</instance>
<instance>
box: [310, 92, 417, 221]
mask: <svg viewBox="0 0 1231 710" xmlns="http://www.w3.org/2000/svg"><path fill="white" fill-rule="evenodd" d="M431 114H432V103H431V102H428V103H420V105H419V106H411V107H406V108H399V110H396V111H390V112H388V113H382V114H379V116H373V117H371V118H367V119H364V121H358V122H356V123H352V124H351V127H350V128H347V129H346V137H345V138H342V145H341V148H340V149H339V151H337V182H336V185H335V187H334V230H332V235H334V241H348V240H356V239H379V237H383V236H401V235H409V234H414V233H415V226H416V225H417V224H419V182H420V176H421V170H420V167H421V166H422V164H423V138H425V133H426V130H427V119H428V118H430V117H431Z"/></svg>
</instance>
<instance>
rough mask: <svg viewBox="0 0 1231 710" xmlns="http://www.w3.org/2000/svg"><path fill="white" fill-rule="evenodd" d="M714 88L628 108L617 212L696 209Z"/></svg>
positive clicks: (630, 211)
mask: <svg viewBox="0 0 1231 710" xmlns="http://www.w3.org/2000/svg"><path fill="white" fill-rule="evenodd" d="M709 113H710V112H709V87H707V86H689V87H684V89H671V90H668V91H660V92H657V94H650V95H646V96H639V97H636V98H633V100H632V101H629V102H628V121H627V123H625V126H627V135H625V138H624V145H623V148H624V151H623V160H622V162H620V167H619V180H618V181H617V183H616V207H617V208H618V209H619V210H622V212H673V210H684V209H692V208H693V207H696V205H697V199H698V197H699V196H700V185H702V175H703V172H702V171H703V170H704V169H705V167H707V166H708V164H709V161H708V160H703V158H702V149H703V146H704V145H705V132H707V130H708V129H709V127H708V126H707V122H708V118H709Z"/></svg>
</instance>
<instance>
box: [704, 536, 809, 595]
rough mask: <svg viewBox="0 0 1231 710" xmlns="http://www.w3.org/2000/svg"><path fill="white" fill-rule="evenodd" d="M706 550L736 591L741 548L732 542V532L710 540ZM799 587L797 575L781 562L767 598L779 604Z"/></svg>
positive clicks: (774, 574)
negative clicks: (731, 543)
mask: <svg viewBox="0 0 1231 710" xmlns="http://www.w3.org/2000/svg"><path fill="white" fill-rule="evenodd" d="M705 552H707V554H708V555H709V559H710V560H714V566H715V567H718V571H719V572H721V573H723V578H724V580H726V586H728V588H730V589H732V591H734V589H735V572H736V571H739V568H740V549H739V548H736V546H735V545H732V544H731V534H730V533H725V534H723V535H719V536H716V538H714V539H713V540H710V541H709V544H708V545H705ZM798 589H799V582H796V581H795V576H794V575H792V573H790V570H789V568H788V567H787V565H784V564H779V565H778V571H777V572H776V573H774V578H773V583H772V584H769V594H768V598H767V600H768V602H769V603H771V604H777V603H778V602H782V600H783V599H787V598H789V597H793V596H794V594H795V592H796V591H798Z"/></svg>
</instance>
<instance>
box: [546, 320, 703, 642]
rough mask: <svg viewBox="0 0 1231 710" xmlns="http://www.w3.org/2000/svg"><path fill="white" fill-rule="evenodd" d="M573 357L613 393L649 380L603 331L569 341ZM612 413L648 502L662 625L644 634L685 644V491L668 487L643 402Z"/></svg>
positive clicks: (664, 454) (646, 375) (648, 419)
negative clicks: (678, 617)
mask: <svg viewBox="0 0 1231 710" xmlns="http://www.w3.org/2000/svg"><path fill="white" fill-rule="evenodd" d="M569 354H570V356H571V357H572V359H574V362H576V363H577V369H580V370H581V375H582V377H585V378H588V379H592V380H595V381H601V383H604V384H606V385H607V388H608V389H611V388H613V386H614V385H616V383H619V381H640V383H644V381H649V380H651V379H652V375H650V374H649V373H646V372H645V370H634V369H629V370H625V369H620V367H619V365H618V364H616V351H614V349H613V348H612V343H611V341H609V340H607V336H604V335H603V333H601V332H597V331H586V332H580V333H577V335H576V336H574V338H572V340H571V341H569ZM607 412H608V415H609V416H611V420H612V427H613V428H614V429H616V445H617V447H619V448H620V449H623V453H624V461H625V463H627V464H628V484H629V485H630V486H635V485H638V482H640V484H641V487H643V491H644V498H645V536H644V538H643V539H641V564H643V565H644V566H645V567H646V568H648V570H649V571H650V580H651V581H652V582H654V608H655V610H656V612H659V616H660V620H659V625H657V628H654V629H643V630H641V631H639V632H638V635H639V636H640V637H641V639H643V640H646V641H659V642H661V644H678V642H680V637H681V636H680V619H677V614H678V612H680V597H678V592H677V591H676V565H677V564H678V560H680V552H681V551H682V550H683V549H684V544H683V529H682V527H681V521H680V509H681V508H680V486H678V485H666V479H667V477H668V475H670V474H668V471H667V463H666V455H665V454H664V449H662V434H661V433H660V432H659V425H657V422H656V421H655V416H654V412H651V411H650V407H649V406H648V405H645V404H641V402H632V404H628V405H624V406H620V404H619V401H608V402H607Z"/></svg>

* * *

▶ [Problem details]
Once more, print every line of the material exactly.

▶ [Task response]
</instance>
<instance>
box: [310, 92, 417, 221]
mask: <svg viewBox="0 0 1231 710" xmlns="http://www.w3.org/2000/svg"><path fill="white" fill-rule="evenodd" d="M431 114H432V103H431V102H428V103H420V105H419V106H411V107H406V108H399V110H396V111H390V112H388V113H382V114H379V116H373V117H371V118H367V119H364V121H358V122H356V123H352V124H351V127H350V128H347V129H346V137H345V138H342V145H341V148H340V149H339V151H337V182H336V185H335V187H334V230H332V235H334V241H348V240H356V239H379V237H383V236H401V235H409V234H414V233H415V226H416V225H417V224H419V182H420V176H421V170H420V167H421V166H422V164H423V138H425V133H426V130H427V119H428V118H430V117H431Z"/></svg>
</instance>
<instance>
rough mask: <svg viewBox="0 0 1231 710" xmlns="http://www.w3.org/2000/svg"><path fill="white" fill-rule="evenodd" d="M714 88L628 108L617 212L696 209Z"/></svg>
positive clicks: (630, 211)
mask: <svg viewBox="0 0 1231 710" xmlns="http://www.w3.org/2000/svg"><path fill="white" fill-rule="evenodd" d="M709 113H710V112H709V87H707V86H689V87H684V89H671V90H668V91H660V92H657V94H650V95H646V96H639V97H636V98H633V100H632V101H629V102H628V121H627V123H625V126H627V135H625V138H624V145H623V148H624V151H623V160H622V162H620V167H619V180H618V181H617V183H616V207H617V208H618V209H619V210H622V212H673V210H684V209H692V208H693V207H696V205H697V199H698V197H699V196H700V185H702V175H703V172H702V171H703V170H704V169H705V167H707V166H708V164H709V161H708V160H703V158H702V149H703V146H704V145H705V132H707V130H708V129H709V127H708V126H707V122H708V118H709Z"/></svg>
</instance>
<instance>
box: [704, 536, 809, 595]
rough mask: <svg viewBox="0 0 1231 710" xmlns="http://www.w3.org/2000/svg"><path fill="white" fill-rule="evenodd" d="M706 550L736 591L741 548L732 542V532L710 540ZM799 587L797 575L781 562L767 598L779 604Z"/></svg>
positive clicks: (774, 574)
negative clicks: (731, 543)
mask: <svg viewBox="0 0 1231 710" xmlns="http://www.w3.org/2000/svg"><path fill="white" fill-rule="evenodd" d="M705 552H707V554H708V555H709V559H710V560H714V566H715V567H718V571H719V572H721V573H723V578H724V580H726V586H728V588H730V589H732V591H734V589H735V572H736V571H739V568H740V549H739V548H736V546H735V545H732V544H731V534H730V533H725V534H723V535H719V536H716V538H714V539H713V540H710V541H709V544H708V545H705ZM798 589H799V582H796V581H795V576H794V575H792V573H790V570H789V568H788V567H787V565H784V564H779V565H778V571H777V572H776V573H774V578H773V583H772V584H769V594H768V598H767V600H768V602H769V603H771V604H777V603H778V602H782V600H783V599H787V598H789V597H793V596H794V594H795V592H796V591H798Z"/></svg>
</instance>
<instance>
box: [546, 320, 703, 642]
rough mask: <svg viewBox="0 0 1231 710" xmlns="http://www.w3.org/2000/svg"><path fill="white" fill-rule="evenodd" d="M573 357L613 393L649 380L603 331L569 341ZM612 413L648 502L662 625L644 634L685 644V491L668 487L643 402Z"/></svg>
positive clicks: (664, 454) (646, 375) (648, 419)
negative clicks: (678, 617)
mask: <svg viewBox="0 0 1231 710" xmlns="http://www.w3.org/2000/svg"><path fill="white" fill-rule="evenodd" d="M569 354H570V356H571V357H572V359H574V362H576V363H577V369H580V370H581V375H582V377H585V378H588V379H592V380H595V381H601V383H604V384H606V385H607V388H608V389H611V388H613V386H614V385H616V383H619V381H640V383H644V381H649V380H651V379H652V375H650V374H649V373H646V372H645V370H634V369H629V370H625V369H620V367H619V365H618V364H616V351H614V349H613V348H612V343H611V341H609V340H607V336H604V335H603V333H601V332H597V331H586V332H580V333H577V335H576V336H574V338H572V340H571V341H569ZM607 412H608V415H609V416H611V420H612V427H613V428H614V429H616V445H617V447H619V448H620V449H623V453H624V461H625V463H627V464H628V484H629V485H630V486H635V485H638V482H640V484H641V487H643V491H644V498H645V536H644V538H643V539H641V564H643V565H644V566H645V567H646V568H648V570H649V571H650V580H651V581H652V582H654V608H655V610H656V612H659V616H660V620H659V625H657V628H654V629H643V630H641V631H639V632H638V635H639V636H640V637H641V639H643V640H646V641H659V642H661V644H678V642H680V637H681V636H680V619H677V614H678V612H680V597H678V592H677V591H676V565H677V564H678V560H680V552H681V551H682V550H683V549H684V544H683V529H682V527H681V521H680V509H681V508H680V486H678V485H666V479H667V477H668V475H670V474H668V471H667V463H666V455H665V454H664V449H662V434H661V433H660V432H659V425H657V422H656V421H655V416H654V412H651V411H650V407H649V406H648V405H645V404H641V402H632V404H628V405H624V406H620V404H619V401H608V402H607Z"/></svg>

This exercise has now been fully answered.